Instructions to follow: Some of the lines below need repeating. Reproduce exactly those between the lines holding "Target: tree" and "like point(83, 10)", inclusive.
Information shown Block Start
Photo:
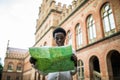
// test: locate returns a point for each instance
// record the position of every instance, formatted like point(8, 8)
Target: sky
point(18, 22)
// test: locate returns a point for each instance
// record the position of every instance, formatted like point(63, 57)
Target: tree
point(1, 68)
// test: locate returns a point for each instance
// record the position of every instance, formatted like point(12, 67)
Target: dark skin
point(59, 38)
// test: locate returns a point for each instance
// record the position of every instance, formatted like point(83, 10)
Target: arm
point(74, 59)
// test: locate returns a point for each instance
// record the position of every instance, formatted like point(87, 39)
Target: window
point(78, 36)
point(91, 29)
point(80, 70)
point(8, 77)
point(10, 67)
point(19, 68)
point(108, 20)
point(69, 38)
point(45, 43)
point(17, 78)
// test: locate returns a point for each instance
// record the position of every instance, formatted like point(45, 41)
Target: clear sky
point(18, 22)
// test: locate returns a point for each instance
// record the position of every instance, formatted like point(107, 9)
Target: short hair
point(59, 29)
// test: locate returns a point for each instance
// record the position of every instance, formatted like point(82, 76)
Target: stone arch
point(95, 73)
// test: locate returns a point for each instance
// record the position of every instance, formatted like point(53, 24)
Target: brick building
point(93, 30)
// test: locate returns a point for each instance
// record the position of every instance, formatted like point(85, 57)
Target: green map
point(52, 59)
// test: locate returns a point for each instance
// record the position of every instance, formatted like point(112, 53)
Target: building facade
point(14, 64)
point(93, 30)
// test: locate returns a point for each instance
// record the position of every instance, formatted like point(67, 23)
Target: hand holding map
point(52, 59)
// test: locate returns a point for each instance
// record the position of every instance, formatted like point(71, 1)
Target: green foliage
point(52, 59)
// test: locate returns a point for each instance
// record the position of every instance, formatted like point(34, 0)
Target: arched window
point(91, 29)
point(78, 36)
point(10, 67)
point(80, 70)
point(108, 20)
point(19, 68)
point(69, 38)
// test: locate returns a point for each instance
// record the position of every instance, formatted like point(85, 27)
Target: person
point(59, 35)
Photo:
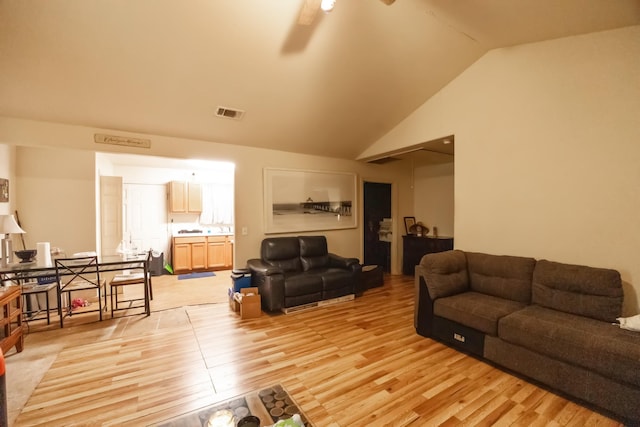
Information shown Block End
Problem solution:
Target: tree
point(1, 68)
// test: locate returns a point for each instance
// record the position of every instance, formatted like point(12, 67)
Target: dark skin
point(59, 38)
// test: locate returns a point for each instance
// record the position of every instance, formatted like point(83, 10)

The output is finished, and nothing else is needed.